§ **WHAT YOU ARE ASKED TO DO**
The entries below are to be repeated exactly as they stand.

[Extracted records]
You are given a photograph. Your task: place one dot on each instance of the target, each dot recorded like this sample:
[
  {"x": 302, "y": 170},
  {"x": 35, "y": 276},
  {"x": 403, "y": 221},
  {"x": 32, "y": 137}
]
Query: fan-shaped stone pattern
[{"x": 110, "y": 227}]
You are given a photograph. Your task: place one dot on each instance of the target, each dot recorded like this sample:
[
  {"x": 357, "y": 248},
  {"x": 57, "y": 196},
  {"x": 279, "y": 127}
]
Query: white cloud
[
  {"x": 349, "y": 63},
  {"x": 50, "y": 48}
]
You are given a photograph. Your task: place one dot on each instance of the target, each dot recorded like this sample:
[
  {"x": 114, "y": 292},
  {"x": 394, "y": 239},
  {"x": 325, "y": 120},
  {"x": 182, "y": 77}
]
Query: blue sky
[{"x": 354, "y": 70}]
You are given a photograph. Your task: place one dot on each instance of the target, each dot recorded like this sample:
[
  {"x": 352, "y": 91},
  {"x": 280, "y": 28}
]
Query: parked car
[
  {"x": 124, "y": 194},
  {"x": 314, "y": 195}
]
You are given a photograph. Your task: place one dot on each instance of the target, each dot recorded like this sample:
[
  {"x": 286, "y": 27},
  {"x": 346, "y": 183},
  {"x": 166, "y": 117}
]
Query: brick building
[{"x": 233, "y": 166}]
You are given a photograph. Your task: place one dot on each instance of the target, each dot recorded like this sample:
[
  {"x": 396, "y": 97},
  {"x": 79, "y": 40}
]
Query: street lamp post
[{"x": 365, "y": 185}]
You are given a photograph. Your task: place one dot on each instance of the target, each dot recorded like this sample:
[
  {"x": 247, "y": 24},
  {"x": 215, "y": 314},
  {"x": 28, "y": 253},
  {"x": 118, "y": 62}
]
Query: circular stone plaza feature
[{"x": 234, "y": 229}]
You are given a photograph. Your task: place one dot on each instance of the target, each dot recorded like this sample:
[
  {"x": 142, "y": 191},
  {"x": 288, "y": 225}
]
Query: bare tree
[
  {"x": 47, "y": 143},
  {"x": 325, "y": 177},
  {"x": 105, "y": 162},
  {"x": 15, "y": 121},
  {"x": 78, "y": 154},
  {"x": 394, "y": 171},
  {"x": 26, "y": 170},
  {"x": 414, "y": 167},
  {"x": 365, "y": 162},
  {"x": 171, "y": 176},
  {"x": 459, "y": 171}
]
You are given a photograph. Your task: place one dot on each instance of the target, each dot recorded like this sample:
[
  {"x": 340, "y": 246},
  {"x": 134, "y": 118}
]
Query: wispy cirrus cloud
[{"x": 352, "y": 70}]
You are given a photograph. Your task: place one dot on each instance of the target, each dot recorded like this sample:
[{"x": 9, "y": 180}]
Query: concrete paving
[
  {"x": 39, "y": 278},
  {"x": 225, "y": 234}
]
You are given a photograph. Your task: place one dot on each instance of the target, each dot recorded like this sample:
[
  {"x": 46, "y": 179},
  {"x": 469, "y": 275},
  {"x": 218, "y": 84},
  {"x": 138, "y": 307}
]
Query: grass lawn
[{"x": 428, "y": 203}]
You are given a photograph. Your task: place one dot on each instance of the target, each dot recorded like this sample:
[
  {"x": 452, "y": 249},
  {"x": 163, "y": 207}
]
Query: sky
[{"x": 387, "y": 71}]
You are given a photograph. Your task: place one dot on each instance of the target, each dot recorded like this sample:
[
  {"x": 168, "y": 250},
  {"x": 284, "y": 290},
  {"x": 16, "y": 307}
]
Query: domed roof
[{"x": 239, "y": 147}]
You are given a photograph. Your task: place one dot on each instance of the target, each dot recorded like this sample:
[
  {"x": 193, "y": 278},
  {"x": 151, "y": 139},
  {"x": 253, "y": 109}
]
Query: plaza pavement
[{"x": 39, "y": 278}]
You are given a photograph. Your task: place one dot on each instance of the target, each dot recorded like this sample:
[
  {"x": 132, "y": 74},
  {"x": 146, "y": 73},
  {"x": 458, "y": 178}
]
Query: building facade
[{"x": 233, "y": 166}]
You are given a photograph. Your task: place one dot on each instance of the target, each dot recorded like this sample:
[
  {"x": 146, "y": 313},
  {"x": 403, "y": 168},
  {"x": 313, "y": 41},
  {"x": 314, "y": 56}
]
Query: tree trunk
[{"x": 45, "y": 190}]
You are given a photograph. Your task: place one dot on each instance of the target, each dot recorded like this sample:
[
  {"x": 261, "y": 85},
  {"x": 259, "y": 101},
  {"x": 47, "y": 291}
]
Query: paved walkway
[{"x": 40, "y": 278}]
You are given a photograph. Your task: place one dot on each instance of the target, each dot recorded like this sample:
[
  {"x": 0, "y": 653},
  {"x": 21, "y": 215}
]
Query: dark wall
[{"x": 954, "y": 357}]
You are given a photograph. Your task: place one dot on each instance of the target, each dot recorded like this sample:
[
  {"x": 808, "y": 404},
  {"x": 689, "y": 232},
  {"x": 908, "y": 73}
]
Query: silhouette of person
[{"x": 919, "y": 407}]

§ **REPLY TO THE TASK**
You are given a photograph. Your task: place one dot on each instance of the target, each dot recorded like this sample:
[
  {"x": 302, "y": 170},
  {"x": 35, "y": 276},
  {"x": 403, "y": 221},
  {"x": 32, "y": 137}
]
Query: fan-shaped stone pattern
[{"x": 110, "y": 227}]
You are given a photograph. Your task: place one dot on each instance of the target, each dot recorded like this sample:
[
  {"x": 357, "y": 248},
  {"x": 57, "y": 196},
  {"x": 279, "y": 127}
]
Query: white cloud
[
  {"x": 349, "y": 63},
  {"x": 50, "y": 48}
]
You are given a photograph. Your task: place one dot on each instance of the target, each dot recorded like this sample:
[
  {"x": 114, "y": 292},
  {"x": 394, "y": 239},
  {"x": 325, "y": 120},
  {"x": 182, "y": 77}
]
Query: blue sky
[{"x": 354, "y": 70}]
You are given a photograph. Your task: place one dot on each instance of the target, each dot recorded like this sample:
[
  {"x": 352, "y": 91},
  {"x": 280, "y": 28}
]
Query: parked car
[
  {"x": 124, "y": 194},
  {"x": 314, "y": 195}
]
You are given a photograph. Your task: place one dot on each instance of the target, each dot recorded like this sample:
[
  {"x": 286, "y": 27},
  {"x": 346, "y": 183},
  {"x": 166, "y": 117}
]
Query: brick building
[{"x": 233, "y": 166}]
You are given a photograph. Your task: place one dot on each instance of the target, each dot recorded like this sample:
[
  {"x": 396, "y": 97},
  {"x": 79, "y": 40}
]
Query: street lamp post
[{"x": 365, "y": 185}]
You are given a photograph. Your task: place one dot on each instance of the target, each dot recorded like this sample:
[
  {"x": 247, "y": 24},
  {"x": 215, "y": 314},
  {"x": 28, "y": 253},
  {"x": 118, "y": 62}
]
Query: circular stone plaza feature
[{"x": 234, "y": 229}]
You are given a photograph. Your task: place one dot on each instance of the target, each dot recorded like this sample:
[
  {"x": 142, "y": 191},
  {"x": 288, "y": 225}
]
Query: bare tree
[
  {"x": 47, "y": 143},
  {"x": 325, "y": 177},
  {"x": 105, "y": 162},
  {"x": 15, "y": 121},
  {"x": 78, "y": 154},
  {"x": 394, "y": 171},
  {"x": 26, "y": 170},
  {"x": 414, "y": 167},
  {"x": 365, "y": 162},
  {"x": 171, "y": 176},
  {"x": 459, "y": 171}
]
You are given a photograph. Your task: place one dot on each instance of the target, each dot recorded like this sample:
[
  {"x": 340, "y": 246},
  {"x": 134, "y": 118}
]
Query: wispy cirrus cloud
[{"x": 352, "y": 70}]
You are given a photograph. Your task: place one dot on each instance of the target, each dot recorded like this sample:
[{"x": 9, "y": 180}]
Query: concrete paving
[
  {"x": 39, "y": 278},
  {"x": 225, "y": 234}
]
You are given a photograph. Your task: place one dot on each instance of the target, each dot recorded like this sample:
[
  {"x": 46, "y": 179},
  {"x": 469, "y": 275},
  {"x": 218, "y": 84},
  {"x": 138, "y": 307}
]
Query: grass lawn
[{"x": 428, "y": 203}]
You are given a photograph. Your task: place one dot on each instance of the target, each dot recorded like this sample:
[
  {"x": 452, "y": 249},
  {"x": 163, "y": 207}
]
Query: sky
[{"x": 387, "y": 71}]
You are given a photograph. Your task: place one dot on each instance of the target, each dot recorded like this sample:
[
  {"x": 168, "y": 250},
  {"x": 284, "y": 290},
  {"x": 16, "y": 307}
]
Query: domed roof
[{"x": 239, "y": 147}]
You are given a photograph. Your task: place one dot on each instance of the target, each dot recorded like this sample:
[
  {"x": 193, "y": 278},
  {"x": 151, "y": 139},
  {"x": 253, "y": 109}
]
Query: plaza pavement
[{"x": 39, "y": 278}]
You are given a photograph. Your task: place one dot on each instance of the target, each dot recorded like this sample:
[
  {"x": 132, "y": 74},
  {"x": 146, "y": 73},
  {"x": 458, "y": 178}
]
Query: building facade
[{"x": 233, "y": 166}]
You are given a photograph. Your task: place one dot on each instance of the target, each dot recorded like this sample:
[
  {"x": 146, "y": 313},
  {"x": 403, "y": 168},
  {"x": 313, "y": 41},
  {"x": 314, "y": 56}
]
Query: tree trunk
[{"x": 45, "y": 190}]
You are given a photograph. Your task: place one dot on each instance of the target, each dot recorded like this sample:
[
  {"x": 261, "y": 85},
  {"x": 259, "y": 101},
  {"x": 47, "y": 291}
]
Query: paved walkway
[{"x": 40, "y": 278}]
You are given a photograph. Your task: place one dot on each instance of the target, each dot recorded like this sample:
[
  {"x": 0, "y": 653},
  {"x": 21, "y": 215}
]
Query: dark wall
[{"x": 954, "y": 357}]
You are given a photograph. Your task: place one dot on each instance of the target, each dot recorded like this sample:
[
  {"x": 808, "y": 404},
  {"x": 689, "y": 232},
  {"x": 908, "y": 73}
]
Query: silhouette of person
[{"x": 919, "y": 407}]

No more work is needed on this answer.